* [Consegna 1]:
Traduca in inglese la seguente frase della recensione: «Poi, i bambini vengono affidati a qualche altro parente, in attesa che la madre torni in libertà.»

* [Estratto selezionato]:
* * *

Le madri non dormono mai
di Lorenzo Marone
Einaudi, maggio 2022

pp. 352
€ 18.50 (cartaceo)
€ 9,99 (ebook)


Per chi, come me, segue Lorenzo Marone fin dal suo primo romanzo, La tentazione di essere felici, è inevitabile chiedersi a ogni nuovo romanzo con quale spaccato di umanità si sarà misurato l'autore, da sempre sensibile nel cogliere relazioni, emozioni, pensieri dei suoi personaggi. Con Le madri non dormono mai mi sono trovata più volte a pensare: questo, secondo me, è il romanzo più difficile che Lorenzo Marone abbia mai scritto! Sia chiaro, non difficile da leggere, ma da scrivere. Perché? Intanto perché l'ambientazione principale è quella di un Icam, ovvero un istituto a custodia attenuata per detenute madri. Marone ci porta dentro gli "appartamenti" delle detenute, quegli ambienti che vogliono imitare l'aspetto di una casa, ma che a sera vengono chiusi. Le sbarre ci sono, eccome, ma la realtà è almeno in apparenza meno cruda del carcere tradizionale, perché insieme alle madri ci sono i loro bambini, che risiedono lì fino ai loro nove/dieci anni. Poi, i bambini vengono affidati a qualche altro parente, in attesa che la madre torni in libertà. 

Protagonisti, in questo Icam napoletano, sono Miriam e suo figlio Diego, un «bimbo grande e grosso che teneva la tenerezza dei poeti, e pareva non chiedere che d'essere visto. Non volergli bene era impossibile» (p. 73). Accusata di detenzione di armi illegali, Miriam deve scontare la pena per aver coperto il padre di Diego, e ancora una volta si trova a pagare per un uomo spesso assente, più a bordo del suo camion che con la sua famiglia. Miriam, che ha una bellezza selvaggia, attira da subito le attenzioni di una delle guardie, Michele Cuomo, detto Miki o Poncharello, un uomo piuttosto irrisolto, che punta a fare il duro con le detenute («S'era accorto presto, Michele Cuomo, che la vita è tutta una bestialità, e ti schiaccia con la sua forza se non impari a difenderti e a farti rispettare», p. 253), ma ha sempre una piccola e tenera attenzione per i bambini, lui che è stato un padre distratto e assente, a suo tempo.

* * *

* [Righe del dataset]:
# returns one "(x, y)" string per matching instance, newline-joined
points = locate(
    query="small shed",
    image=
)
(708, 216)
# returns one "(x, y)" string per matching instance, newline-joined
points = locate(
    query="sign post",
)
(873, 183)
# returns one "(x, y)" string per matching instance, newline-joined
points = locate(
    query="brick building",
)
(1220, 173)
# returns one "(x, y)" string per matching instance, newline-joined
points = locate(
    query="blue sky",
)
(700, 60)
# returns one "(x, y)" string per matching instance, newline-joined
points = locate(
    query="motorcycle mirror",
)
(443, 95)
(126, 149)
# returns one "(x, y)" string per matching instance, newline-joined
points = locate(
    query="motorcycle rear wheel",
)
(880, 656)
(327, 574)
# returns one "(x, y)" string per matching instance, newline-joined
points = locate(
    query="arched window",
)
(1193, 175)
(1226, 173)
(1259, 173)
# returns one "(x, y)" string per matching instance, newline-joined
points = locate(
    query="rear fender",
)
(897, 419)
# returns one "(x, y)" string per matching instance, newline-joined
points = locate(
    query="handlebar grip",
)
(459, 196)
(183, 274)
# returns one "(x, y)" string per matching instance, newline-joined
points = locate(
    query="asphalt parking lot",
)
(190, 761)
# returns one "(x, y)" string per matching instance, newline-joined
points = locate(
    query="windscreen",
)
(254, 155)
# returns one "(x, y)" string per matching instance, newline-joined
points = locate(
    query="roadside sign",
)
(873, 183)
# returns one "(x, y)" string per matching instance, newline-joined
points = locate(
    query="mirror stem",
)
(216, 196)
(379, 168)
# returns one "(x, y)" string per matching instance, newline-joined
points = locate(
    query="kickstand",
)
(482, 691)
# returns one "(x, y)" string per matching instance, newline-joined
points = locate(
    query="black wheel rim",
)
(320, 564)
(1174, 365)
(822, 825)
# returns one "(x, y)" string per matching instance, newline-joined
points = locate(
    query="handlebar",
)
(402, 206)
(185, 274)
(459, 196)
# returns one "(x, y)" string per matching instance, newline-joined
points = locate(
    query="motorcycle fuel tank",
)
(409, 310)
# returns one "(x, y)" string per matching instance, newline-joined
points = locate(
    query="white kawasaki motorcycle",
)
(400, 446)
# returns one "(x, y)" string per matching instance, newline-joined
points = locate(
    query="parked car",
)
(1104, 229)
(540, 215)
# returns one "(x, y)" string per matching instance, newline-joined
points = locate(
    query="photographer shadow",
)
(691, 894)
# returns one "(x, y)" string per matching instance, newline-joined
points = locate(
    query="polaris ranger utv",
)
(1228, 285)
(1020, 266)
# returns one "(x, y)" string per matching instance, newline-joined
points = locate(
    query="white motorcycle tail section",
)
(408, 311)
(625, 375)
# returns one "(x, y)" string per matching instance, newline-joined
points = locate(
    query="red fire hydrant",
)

* * *

* [Consegna 2]:
Raccolga ogni riga delle voci in cui compare la parola "white".

* [Risposta completa 1]:
Then the children are entrusted to some other relative while they wait for their mother to be released.

* [Risposta completa 2]:
    query="white kawasaki motorcycle",
    query="white motorcycle tail section",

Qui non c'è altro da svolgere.